Tasks -
1) According to Stevens's quote in the article about AI and ECGs, which factors shape the morphology of the ECG? List all of them.
2) The article about AI and ECGs describes the risk scores doctors currently rely on. In roughly what share of cases are those scores accurate?

··· Selected extract

A new artificial intelligence model found previously undetected signals in routine heart tests that strongly predict which patients will suffer potentially deadly complications after surgery. The model significantly outperformed risk scores currently relied upon by doctors.
The federally funded work by Johns Hopkins University researchers, which turns standard and inexpensive test results into a potentially lifesaving tool, could transform decision-making and risk calculation for both patients and surgeons.
“We demonstrate that a basic electrocardiogram contains important prognostic information not identifiable by the naked eye,” said senior author Robert D. Stevens, chief of the Division of Informatics, Integration, and Innovation at Johns Hopkins Medicine. “We can only extract it with machine learning techniques.”
The findings are published today in the British Journal of Anaesthesia.
A substantial portion of people develop life-threatening complications after major surgery. The risk scores relied upon by doctors to identify who is at risk for complications are only accurate in about 60% of cases.
Hoping to create a more accurate way to predict these health risks, the Johns Hopkins team turned to the electrocardiogram, or ECG, a standard, pre-surgical heart test widely obtained before major surgery. It’s a fast, non-invasive way to evaluate cardiac activity through electric signals, and it can signal heart disease.
But ECG signals also pick up on other, more subtle physiological information, Stevens said, and the Hopkins team suspected they might find a treasure trove of rich, predictive data—if AI could help them see it.
“The ECG contains a lot of really interesting information not just about the heart but about the cardiovascular system,” Stevens said. “Inflammation, the endocrine system, metabolism, fluids, electrolytes—all of these factors shape the morphology of the ECG. If we could get a really big dataset of ECG results and analyze it with deep learning, we reasoned we could get valuable information not currently available to clinicians.”

······
··· Entries shown

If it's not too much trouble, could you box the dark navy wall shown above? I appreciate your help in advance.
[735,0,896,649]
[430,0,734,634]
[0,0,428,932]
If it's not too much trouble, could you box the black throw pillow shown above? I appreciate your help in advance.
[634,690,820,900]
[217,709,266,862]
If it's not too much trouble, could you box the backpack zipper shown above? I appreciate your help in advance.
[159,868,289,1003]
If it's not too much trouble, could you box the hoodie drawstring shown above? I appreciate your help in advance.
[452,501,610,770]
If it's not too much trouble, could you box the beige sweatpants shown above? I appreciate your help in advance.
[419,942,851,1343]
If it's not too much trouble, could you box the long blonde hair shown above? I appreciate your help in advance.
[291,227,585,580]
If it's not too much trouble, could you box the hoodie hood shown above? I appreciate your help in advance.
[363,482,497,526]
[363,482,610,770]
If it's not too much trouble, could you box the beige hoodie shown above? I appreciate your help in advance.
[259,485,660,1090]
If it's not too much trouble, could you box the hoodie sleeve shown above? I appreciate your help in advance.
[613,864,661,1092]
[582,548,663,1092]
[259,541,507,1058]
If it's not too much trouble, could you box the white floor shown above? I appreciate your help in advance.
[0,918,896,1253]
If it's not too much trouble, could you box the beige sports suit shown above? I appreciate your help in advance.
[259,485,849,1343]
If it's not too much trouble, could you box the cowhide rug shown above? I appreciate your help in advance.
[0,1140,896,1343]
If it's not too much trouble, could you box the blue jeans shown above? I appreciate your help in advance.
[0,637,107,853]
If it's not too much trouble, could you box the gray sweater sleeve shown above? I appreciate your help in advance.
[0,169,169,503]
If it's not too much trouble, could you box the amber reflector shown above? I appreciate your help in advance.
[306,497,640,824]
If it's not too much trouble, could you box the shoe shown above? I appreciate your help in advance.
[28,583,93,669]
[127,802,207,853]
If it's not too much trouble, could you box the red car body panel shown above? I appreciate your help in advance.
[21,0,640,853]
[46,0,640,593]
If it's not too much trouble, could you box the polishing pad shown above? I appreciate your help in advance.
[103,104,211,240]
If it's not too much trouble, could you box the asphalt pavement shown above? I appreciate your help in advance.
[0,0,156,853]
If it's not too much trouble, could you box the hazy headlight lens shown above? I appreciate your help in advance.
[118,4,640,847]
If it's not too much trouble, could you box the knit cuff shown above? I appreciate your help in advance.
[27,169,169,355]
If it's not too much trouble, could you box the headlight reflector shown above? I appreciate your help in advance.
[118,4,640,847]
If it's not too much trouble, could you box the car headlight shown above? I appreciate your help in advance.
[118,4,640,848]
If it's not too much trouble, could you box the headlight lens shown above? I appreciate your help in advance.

······

Answers to each task -
1) Inflammation, the endocrine system, metabolism, fluids, electrolytes

2) About 60% of cases.